> _WORK INSTRUCTION_
Reproduce the listing word for word. Skip any image.
*** Block opens ***
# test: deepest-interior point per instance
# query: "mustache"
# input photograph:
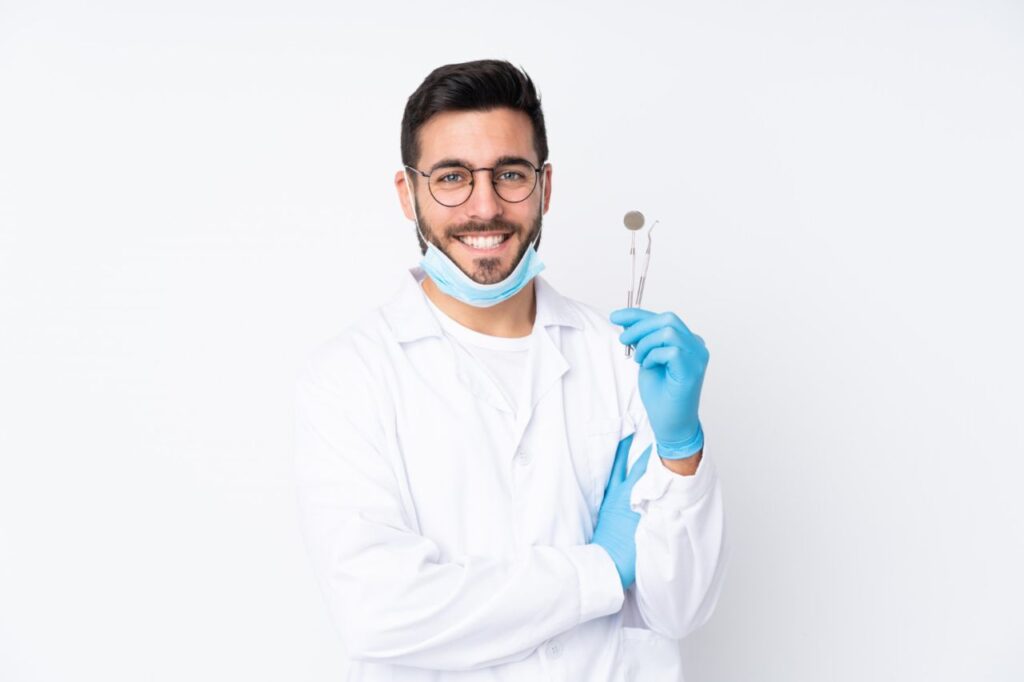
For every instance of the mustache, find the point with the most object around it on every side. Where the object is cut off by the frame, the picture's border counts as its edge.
(496, 225)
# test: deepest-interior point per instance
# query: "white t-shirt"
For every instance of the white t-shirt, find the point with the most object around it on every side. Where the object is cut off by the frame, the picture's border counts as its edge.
(503, 358)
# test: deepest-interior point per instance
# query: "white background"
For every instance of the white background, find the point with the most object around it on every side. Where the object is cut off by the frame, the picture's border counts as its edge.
(194, 194)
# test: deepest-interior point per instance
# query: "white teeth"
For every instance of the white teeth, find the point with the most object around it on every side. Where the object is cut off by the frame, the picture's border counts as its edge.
(483, 242)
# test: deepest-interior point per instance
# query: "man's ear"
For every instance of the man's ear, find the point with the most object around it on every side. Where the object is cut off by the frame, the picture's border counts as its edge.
(399, 184)
(547, 186)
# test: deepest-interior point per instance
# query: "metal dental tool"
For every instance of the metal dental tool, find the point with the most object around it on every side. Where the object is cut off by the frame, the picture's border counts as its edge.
(634, 221)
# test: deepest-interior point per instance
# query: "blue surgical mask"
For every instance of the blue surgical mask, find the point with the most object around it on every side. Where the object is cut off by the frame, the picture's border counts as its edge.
(451, 280)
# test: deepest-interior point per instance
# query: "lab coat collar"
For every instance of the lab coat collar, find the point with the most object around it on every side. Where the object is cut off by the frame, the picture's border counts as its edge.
(410, 316)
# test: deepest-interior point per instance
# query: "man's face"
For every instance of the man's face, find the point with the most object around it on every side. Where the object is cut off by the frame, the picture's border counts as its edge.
(477, 139)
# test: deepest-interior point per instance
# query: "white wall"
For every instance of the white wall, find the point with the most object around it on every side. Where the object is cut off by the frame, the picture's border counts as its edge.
(194, 194)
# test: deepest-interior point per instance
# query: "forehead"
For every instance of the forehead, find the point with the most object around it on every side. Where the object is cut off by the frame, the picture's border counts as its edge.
(476, 137)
*** Block closes ***
> _RESPONSE_
# test: deepest-interior point per instance
# query: "mustache"
# input photograph:
For every instance of the mustache, find the point with the most object around it on every side. Where the object is cut off by the frame, the picture's border counts as its edge.
(496, 225)
# test: deepest-interior point per instance
# query: "white t-shirt"
For every instance of the white t-shirt, find the point with the most object around it on every side. Where the object is cut off by the frame, the picture's border counts as its edge.
(503, 358)
# test: deepest-interior point per instance
# query: "white background"
For every instance of the white background, find the point with the most object around it on every side. Where the object is cut off by the frame, the picture's border counts as its edge.
(194, 194)
# test: deepest-interior point per instance
# query: "white teeth"
For every instance of the white teeth, find the point with the most object around it on every side. Where the object is cut off by the frame, the picture's border counts as its edge.
(483, 242)
# test: deepest-interior point per instance
# query: "man's ear"
For every instance of the man's ear, find the point with the most object around it on every side. Where the object is cut off by the frame, the picture's border counts as its edge.
(399, 184)
(547, 186)
# test: deepest-interior point per instance
# query: "metal dental tool"
For every instance of the metal dental tool, find the point with the most object around it on every side. Where the object is cut off by the frame, the picture's border counts as its edge.
(634, 221)
# test: deepest-interior point per instance
# query: "blue surgical mask"
For every instance of the blue surgical mask, find the point with the most object around it on every side. Where the object is cut off by the frame, the picture's border counts as its edge.
(451, 280)
# test: deepest-interior point per instance
# query: "lab coat collar"
For every instance of the lab coat collar, find the point with the most object around it on every side. Where the object is cut off by the frame, the picture's border counts as its edge.
(410, 316)
# test: deepest-interior point per instance
# query: "man's face"
For every instance of the man's face, find the point with the most object around it on every side. Where the object is cut off by the frame, the picture's border counts as its edge.
(477, 139)
# test: deepest-interior point per instance
# query: "white wall"
For every instance of the white wall, find the point with the most object around it on every side. Where the object is cut off by the frame, the picture's border counts as its edge.
(194, 194)
# test: deepest-interior point per instance
# query: "forehead"
For every instance of the forehead, find the point with the most object around it on every side. Where the object is cut off by the frame, the picture's border counts as its edge.
(476, 137)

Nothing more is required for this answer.